• _WHAT YOU SHOULD DO_
Which lines below contain the word "office" with matching case? Pick out each one and copy it in full.

• _RECORDS FOR PROCESSING_
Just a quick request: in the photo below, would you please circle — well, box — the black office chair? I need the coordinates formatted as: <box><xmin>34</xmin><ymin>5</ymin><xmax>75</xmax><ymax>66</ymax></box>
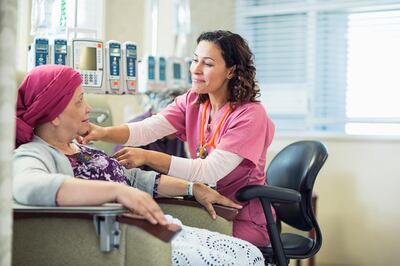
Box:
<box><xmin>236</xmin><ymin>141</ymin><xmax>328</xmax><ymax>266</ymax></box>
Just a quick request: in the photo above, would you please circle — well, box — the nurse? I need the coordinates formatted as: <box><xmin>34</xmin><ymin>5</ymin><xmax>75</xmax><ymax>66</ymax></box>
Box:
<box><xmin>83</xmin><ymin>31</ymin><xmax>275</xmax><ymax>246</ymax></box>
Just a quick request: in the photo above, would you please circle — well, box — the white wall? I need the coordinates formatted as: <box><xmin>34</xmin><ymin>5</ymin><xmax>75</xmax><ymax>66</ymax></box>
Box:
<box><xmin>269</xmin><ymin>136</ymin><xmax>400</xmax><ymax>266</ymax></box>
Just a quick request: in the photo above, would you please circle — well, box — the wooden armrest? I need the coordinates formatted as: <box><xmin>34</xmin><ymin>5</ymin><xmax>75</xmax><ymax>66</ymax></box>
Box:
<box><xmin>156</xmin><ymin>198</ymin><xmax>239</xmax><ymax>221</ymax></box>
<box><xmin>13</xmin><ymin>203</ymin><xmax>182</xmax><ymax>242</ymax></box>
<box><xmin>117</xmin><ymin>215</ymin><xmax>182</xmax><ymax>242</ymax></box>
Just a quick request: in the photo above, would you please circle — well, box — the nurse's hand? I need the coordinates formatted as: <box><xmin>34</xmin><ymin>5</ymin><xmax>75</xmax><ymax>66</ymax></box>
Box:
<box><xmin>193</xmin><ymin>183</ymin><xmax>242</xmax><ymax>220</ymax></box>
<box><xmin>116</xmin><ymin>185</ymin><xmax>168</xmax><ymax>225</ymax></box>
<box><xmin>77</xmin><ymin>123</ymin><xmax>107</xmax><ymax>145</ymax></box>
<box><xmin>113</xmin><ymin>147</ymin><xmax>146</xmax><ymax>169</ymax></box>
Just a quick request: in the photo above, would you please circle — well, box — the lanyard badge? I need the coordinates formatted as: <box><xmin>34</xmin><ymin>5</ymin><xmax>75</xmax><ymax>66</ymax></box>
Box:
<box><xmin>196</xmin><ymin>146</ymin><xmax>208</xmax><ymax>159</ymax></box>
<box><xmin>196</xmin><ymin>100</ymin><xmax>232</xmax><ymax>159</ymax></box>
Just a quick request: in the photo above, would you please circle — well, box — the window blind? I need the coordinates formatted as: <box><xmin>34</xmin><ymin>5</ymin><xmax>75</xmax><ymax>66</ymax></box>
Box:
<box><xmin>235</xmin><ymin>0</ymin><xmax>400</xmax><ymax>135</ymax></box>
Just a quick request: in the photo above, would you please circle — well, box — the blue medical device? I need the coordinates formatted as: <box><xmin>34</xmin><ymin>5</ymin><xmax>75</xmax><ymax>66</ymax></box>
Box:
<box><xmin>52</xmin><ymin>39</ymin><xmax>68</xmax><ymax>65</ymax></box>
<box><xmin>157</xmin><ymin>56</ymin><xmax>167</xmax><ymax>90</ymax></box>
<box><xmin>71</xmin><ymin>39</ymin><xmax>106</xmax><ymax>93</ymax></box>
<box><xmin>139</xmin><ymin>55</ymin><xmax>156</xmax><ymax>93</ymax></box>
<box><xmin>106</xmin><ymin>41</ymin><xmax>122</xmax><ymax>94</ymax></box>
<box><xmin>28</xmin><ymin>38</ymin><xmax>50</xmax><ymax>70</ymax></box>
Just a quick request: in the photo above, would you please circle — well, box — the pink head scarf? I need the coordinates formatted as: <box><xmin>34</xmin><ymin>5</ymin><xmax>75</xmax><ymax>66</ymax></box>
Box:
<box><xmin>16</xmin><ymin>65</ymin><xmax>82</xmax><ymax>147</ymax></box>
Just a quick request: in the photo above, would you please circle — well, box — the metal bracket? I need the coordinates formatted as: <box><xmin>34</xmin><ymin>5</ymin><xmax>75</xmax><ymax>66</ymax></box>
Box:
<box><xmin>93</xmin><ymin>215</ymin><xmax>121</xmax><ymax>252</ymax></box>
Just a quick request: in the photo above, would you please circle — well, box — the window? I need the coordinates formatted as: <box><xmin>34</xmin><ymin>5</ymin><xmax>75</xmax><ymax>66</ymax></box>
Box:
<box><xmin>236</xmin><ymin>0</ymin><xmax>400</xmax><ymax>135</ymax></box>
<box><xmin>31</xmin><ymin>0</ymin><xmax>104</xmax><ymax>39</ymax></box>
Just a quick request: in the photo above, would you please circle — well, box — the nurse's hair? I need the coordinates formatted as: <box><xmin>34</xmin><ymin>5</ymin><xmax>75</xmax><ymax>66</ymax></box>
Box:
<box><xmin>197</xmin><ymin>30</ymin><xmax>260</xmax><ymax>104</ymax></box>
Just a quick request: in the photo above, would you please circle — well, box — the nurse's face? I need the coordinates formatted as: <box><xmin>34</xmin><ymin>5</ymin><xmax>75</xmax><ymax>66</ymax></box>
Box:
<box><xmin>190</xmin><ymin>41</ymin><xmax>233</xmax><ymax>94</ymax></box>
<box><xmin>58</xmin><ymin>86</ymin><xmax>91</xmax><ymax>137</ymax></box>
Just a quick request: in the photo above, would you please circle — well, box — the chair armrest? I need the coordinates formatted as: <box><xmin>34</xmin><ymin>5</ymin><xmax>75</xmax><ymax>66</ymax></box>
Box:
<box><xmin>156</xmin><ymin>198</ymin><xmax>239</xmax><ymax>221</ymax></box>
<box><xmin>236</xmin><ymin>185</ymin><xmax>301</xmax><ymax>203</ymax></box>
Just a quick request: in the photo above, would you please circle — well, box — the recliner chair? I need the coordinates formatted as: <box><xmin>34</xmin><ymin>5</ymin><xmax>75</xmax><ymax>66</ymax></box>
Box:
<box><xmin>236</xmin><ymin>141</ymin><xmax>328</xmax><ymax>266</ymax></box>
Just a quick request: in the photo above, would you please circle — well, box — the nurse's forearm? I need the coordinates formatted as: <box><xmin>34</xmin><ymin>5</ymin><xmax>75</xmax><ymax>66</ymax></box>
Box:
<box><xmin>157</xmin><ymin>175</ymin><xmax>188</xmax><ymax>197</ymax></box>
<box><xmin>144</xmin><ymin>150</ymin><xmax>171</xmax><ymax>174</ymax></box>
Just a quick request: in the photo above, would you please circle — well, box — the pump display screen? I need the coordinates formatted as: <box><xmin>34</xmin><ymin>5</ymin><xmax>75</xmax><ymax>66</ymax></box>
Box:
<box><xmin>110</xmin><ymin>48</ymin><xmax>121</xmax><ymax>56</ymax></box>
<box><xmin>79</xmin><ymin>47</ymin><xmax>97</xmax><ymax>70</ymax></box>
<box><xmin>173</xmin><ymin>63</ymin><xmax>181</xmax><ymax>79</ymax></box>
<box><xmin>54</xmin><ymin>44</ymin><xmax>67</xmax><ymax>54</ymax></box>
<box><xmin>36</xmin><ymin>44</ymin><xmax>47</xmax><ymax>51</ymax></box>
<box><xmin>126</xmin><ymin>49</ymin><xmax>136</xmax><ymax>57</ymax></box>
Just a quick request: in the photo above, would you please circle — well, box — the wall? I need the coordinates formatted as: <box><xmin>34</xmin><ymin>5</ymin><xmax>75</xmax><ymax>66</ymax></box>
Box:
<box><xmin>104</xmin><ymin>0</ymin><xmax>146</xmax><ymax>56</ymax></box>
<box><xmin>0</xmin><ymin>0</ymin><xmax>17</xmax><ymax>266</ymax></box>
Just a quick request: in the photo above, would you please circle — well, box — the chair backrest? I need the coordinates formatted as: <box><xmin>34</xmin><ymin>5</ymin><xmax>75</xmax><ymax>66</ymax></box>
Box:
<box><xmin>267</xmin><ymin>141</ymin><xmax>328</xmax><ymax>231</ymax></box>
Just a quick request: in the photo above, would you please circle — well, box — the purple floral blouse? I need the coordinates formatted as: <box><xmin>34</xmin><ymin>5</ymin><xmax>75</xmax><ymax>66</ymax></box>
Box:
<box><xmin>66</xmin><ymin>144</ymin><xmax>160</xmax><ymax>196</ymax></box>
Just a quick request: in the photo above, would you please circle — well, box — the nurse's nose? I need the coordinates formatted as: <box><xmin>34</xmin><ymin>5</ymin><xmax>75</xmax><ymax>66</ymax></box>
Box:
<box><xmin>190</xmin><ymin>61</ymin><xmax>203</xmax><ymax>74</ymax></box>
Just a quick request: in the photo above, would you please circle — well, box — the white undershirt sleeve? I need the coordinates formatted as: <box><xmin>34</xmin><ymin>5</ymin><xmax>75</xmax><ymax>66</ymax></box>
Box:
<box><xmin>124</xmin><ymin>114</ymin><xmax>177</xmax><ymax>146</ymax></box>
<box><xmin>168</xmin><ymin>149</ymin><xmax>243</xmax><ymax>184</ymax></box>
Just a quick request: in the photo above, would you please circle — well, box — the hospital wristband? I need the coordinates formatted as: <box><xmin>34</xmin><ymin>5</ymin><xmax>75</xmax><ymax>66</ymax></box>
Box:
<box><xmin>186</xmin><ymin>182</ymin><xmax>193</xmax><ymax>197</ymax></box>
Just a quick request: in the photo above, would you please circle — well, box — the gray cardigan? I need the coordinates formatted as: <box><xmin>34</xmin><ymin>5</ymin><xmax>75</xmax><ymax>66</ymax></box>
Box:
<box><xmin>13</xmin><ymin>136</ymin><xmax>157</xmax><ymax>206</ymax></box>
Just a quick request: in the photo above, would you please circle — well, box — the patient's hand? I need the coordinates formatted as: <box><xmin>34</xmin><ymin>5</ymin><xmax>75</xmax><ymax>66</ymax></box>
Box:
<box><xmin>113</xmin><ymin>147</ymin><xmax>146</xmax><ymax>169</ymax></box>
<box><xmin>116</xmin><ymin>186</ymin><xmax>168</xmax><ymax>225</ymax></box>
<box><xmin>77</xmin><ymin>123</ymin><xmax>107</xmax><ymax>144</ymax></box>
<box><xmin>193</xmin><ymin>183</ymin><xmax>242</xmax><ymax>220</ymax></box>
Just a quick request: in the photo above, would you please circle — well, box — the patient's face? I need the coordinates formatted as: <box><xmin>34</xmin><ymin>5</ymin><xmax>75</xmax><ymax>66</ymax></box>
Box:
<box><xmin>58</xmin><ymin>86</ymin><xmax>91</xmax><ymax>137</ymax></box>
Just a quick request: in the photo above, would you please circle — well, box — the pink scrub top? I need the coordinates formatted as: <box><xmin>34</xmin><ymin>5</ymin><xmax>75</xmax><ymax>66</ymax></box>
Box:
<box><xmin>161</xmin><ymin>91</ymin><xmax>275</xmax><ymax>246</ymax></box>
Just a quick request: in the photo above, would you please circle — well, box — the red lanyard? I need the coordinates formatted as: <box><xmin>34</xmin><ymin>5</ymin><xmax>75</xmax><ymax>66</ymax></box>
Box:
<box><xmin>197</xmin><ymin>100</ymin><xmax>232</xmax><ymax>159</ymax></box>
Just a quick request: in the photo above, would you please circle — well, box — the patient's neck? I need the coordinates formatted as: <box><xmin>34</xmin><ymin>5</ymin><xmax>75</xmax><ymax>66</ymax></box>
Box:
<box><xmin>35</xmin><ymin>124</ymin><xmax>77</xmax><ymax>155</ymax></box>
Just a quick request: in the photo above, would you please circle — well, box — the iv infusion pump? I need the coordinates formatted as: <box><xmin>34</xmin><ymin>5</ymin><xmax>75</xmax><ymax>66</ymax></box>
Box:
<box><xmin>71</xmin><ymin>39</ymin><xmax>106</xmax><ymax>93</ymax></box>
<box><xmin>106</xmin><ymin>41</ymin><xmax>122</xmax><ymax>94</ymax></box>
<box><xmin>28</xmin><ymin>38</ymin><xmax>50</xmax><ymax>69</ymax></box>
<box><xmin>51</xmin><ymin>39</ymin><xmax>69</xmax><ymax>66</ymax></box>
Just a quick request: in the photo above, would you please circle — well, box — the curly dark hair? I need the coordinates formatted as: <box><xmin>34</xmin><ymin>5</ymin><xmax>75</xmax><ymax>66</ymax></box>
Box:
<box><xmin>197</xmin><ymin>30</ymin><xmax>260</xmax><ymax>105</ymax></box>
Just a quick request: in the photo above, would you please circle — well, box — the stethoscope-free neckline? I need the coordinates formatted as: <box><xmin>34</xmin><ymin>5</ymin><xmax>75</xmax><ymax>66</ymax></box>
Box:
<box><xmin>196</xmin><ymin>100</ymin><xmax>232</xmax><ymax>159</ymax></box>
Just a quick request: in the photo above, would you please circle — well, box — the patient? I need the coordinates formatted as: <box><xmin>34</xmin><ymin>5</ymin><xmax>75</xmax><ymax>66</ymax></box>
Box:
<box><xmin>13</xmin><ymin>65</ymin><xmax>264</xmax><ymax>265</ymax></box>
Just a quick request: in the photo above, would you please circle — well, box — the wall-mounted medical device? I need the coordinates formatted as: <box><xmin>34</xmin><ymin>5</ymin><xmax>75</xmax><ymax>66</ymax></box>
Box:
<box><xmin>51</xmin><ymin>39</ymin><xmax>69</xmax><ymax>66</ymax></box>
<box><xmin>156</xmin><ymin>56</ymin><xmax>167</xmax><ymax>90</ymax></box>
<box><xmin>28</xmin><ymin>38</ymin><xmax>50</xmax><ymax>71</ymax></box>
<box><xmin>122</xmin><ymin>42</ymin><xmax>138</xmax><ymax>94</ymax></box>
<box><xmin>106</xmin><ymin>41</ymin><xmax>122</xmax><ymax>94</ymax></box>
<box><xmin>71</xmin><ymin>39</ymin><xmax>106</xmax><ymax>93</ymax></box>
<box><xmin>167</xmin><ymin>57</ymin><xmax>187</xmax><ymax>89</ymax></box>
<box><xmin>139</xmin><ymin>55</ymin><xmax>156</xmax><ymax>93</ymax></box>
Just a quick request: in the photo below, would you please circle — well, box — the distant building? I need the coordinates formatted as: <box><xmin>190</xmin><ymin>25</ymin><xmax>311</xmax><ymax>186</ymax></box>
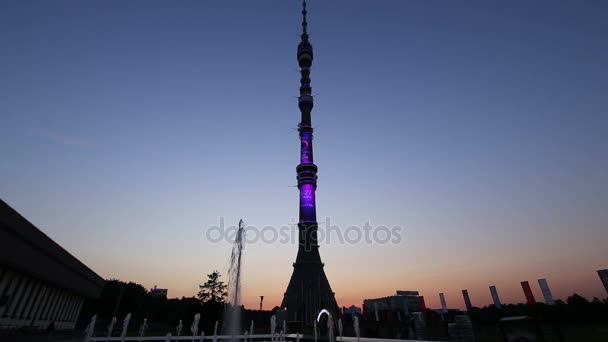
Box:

• _FULL RESPONSE_
Just a quick request: in the photo below, would you please circle — well, box — the black office chair? I need the coordinates formatted as: <box><xmin>34</xmin><ymin>5</ymin><xmax>75</xmax><ymax>66</ymax></box>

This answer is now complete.